*Exercise instructions:* Would you please copy every line from the records that contains the word "star"?
Top of Listed records
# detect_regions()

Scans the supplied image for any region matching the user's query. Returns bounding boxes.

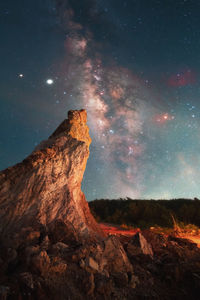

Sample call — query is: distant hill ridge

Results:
[89,198,200,228]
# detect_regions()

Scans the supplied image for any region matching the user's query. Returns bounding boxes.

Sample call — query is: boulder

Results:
[127,232,153,258]
[142,230,167,253]
[85,256,99,272]
[101,236,133,273]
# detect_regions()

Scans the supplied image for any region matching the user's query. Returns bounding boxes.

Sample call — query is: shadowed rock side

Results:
[0,109,104,241]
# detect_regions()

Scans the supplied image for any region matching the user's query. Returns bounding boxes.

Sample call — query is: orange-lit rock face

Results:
[68,109,92,147]
[0,110,103,241]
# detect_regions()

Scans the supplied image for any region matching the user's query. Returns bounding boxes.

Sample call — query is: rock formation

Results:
[0,109,103,242]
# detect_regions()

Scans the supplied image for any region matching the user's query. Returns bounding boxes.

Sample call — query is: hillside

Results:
[89,198,200,229]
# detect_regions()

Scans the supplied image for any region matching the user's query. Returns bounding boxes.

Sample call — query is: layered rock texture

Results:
[0,109,103,241]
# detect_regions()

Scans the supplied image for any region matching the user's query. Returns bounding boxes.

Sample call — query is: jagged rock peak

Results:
[50,109,91,146]
[0,109,104,243]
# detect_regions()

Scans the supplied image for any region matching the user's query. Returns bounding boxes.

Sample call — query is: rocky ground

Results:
[0,223,200,299]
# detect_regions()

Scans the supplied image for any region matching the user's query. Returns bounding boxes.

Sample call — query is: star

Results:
[18,74,24,78]
[46,79,54,85]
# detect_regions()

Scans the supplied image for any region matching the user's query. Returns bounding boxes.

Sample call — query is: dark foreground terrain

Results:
[0,223,200,299]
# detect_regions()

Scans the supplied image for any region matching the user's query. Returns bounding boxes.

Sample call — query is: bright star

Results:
[46,79,54,85]
[18,74,24,78]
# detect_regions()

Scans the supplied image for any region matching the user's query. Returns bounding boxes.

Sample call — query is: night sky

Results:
[1,0,200,200]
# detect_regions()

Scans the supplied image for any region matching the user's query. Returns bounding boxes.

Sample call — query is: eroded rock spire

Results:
[0,109,103,242]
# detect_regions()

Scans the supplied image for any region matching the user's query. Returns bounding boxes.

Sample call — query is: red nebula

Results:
[153,113,174,124]
[168,70,196,87]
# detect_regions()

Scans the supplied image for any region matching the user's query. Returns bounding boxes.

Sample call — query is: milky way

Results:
[55,0,181,199]
[56,0,151,197]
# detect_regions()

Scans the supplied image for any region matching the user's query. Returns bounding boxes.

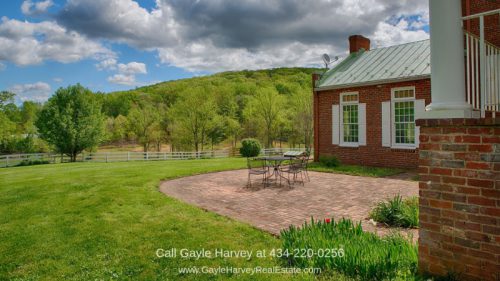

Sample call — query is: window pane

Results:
[394,101,415,144]
[342,104,359,143]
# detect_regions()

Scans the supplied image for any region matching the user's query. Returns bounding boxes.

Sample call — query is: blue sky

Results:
[0,0,429,103]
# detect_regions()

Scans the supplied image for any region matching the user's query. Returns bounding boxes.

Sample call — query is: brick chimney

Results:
[349,35,370,53]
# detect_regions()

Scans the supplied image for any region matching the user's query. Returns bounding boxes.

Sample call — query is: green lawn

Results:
[0,159,312,280]
[308,163,404,178]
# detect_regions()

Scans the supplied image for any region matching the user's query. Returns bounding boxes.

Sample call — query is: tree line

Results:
[0,68,317,160]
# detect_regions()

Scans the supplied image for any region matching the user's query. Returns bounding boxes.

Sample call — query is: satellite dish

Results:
[322,54,331,65]
[322,54,339,69]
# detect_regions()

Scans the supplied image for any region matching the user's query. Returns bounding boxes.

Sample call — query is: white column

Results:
[426,0,475,118]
Bottom of Listed records
*Task answer:*
Sample call — query is: star
Sample call — query is: bright star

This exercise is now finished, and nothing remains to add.